| THE TASK |
Restate word for word the line containing "x=390 y=328" and each line that follows it, through the last line below, and nothing else.

| Saved entries |
_ _ _ _
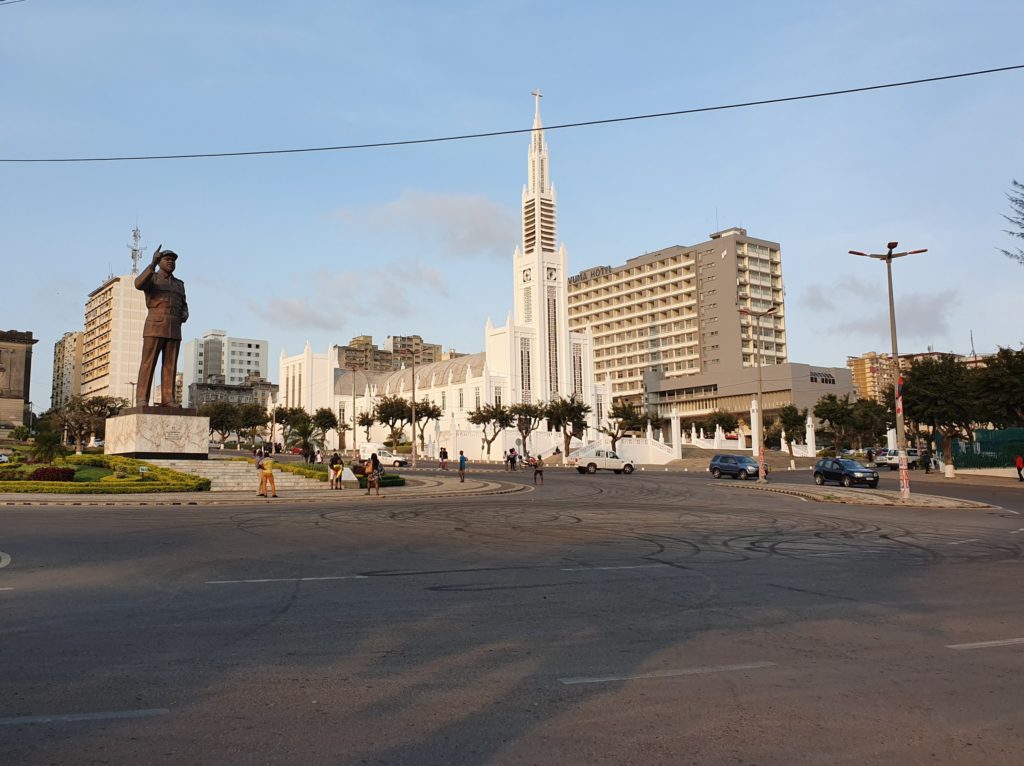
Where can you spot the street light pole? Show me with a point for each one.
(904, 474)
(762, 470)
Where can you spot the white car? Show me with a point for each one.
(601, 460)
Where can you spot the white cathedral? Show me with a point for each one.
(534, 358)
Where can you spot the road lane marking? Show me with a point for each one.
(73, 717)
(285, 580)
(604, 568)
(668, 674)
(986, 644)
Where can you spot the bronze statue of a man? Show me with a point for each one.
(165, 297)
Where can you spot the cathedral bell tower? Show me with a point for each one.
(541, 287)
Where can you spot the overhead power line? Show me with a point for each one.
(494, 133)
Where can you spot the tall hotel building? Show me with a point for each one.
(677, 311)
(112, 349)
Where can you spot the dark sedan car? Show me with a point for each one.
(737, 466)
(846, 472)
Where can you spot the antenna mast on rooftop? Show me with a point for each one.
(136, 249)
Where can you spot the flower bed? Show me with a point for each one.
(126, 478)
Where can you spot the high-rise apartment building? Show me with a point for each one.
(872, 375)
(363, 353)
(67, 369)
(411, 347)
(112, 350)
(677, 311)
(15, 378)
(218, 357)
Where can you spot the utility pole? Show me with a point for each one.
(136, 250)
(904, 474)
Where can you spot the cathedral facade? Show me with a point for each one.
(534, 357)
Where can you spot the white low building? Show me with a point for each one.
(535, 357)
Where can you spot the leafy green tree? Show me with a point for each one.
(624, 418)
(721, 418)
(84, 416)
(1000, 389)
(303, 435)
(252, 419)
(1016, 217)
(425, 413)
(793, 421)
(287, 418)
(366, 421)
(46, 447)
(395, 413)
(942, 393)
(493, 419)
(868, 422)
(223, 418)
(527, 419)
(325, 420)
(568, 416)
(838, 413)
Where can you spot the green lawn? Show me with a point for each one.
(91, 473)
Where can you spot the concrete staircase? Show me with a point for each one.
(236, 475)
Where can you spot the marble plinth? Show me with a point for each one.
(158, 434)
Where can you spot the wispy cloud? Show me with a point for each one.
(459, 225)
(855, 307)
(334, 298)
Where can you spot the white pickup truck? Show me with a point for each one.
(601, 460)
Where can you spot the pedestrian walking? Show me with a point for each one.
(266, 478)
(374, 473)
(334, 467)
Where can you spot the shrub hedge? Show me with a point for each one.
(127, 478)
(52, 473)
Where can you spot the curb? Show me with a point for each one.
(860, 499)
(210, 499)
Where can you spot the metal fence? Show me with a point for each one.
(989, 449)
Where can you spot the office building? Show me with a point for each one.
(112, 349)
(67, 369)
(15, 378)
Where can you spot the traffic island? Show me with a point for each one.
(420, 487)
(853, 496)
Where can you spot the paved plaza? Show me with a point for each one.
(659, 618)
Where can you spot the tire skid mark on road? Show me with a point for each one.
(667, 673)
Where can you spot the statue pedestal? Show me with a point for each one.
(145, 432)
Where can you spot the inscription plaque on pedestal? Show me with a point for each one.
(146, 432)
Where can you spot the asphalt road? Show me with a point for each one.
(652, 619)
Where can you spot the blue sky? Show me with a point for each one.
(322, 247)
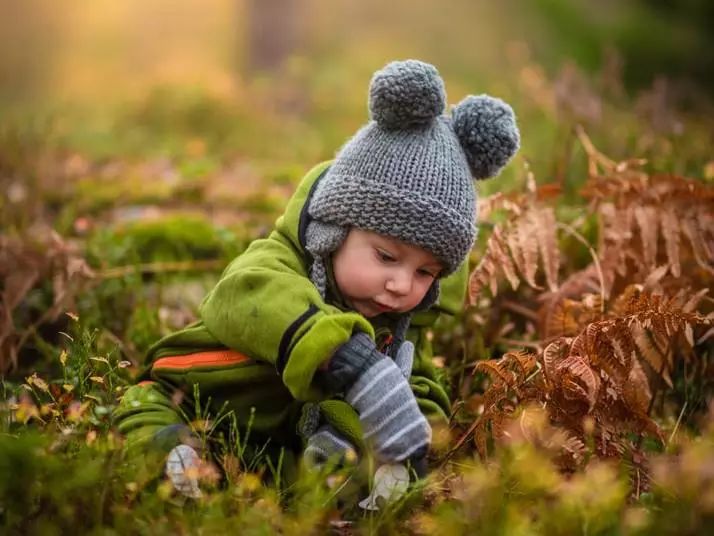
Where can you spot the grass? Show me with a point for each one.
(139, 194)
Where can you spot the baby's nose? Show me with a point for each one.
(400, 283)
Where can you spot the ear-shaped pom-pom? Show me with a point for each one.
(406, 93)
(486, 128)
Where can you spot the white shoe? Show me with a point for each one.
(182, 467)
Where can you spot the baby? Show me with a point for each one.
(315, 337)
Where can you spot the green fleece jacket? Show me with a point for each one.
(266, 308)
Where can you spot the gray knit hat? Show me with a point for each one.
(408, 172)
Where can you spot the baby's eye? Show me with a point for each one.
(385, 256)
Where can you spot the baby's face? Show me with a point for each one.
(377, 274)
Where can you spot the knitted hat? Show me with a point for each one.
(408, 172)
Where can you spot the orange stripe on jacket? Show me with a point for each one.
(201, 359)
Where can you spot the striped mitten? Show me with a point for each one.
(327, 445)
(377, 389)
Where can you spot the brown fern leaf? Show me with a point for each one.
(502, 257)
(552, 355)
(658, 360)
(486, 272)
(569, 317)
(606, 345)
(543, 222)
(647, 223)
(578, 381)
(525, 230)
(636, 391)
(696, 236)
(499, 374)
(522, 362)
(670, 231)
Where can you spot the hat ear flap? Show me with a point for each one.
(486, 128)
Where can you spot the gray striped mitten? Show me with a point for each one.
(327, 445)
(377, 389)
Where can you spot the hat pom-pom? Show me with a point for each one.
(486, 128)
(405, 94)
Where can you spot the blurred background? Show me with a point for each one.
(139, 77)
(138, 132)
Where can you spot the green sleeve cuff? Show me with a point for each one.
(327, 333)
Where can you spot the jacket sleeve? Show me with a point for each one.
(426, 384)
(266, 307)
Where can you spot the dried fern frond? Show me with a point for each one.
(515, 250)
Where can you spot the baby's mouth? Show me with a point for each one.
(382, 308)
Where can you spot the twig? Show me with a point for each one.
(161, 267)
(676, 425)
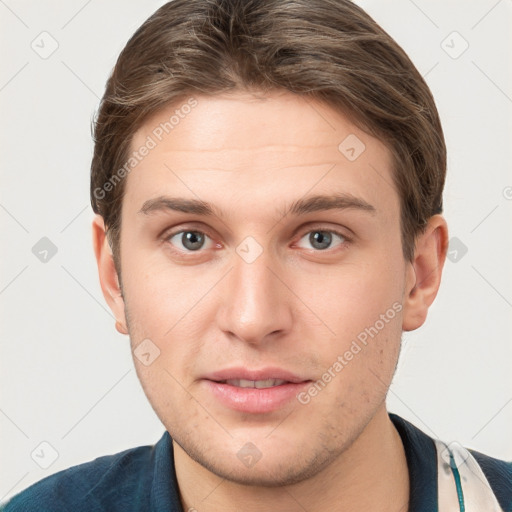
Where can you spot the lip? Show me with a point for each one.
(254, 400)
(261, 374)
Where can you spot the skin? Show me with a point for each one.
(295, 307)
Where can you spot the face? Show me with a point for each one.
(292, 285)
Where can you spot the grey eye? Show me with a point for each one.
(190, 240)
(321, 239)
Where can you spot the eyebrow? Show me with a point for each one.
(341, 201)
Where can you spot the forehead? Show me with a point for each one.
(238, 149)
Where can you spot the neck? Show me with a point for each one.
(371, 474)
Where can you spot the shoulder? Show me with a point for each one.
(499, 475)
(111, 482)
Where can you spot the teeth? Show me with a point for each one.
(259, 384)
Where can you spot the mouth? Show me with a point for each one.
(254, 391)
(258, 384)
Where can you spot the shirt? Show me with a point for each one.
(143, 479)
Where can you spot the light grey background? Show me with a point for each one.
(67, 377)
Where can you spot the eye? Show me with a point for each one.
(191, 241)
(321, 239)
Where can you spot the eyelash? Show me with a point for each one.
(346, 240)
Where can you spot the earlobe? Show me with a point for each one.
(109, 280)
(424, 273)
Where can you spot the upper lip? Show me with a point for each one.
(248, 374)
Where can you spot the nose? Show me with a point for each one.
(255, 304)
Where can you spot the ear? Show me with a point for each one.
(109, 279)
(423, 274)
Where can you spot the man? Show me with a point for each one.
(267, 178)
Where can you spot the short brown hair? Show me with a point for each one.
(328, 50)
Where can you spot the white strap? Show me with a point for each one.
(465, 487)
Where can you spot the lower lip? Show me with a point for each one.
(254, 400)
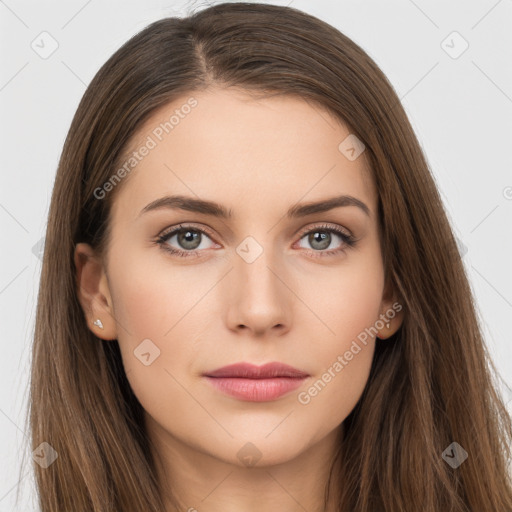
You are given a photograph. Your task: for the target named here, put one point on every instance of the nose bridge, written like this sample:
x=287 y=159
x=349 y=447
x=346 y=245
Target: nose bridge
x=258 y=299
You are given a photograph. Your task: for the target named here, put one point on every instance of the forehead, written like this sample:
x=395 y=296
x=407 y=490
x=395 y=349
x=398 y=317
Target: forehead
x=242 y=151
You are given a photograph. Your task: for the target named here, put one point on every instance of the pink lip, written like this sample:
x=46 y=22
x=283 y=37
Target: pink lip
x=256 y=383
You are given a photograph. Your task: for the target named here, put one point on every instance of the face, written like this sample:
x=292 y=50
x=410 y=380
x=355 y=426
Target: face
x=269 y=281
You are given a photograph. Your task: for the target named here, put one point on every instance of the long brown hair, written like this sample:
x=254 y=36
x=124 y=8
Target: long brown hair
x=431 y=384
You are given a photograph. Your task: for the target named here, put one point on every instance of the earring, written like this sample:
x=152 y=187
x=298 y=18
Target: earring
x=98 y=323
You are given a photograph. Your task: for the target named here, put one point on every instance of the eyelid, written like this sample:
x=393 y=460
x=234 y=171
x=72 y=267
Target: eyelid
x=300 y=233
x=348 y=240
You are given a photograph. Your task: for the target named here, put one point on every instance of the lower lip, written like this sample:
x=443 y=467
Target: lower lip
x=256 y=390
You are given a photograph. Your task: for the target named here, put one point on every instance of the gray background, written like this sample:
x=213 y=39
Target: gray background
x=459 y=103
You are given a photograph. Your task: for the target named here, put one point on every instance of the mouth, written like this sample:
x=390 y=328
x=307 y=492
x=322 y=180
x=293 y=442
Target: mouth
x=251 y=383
_ _ _ _
| WRITTEN ANSWER |
x=390 y=328
x=307 y=492
x=322 y=180
x=293 y=442
Target: mouth
x=251 y=383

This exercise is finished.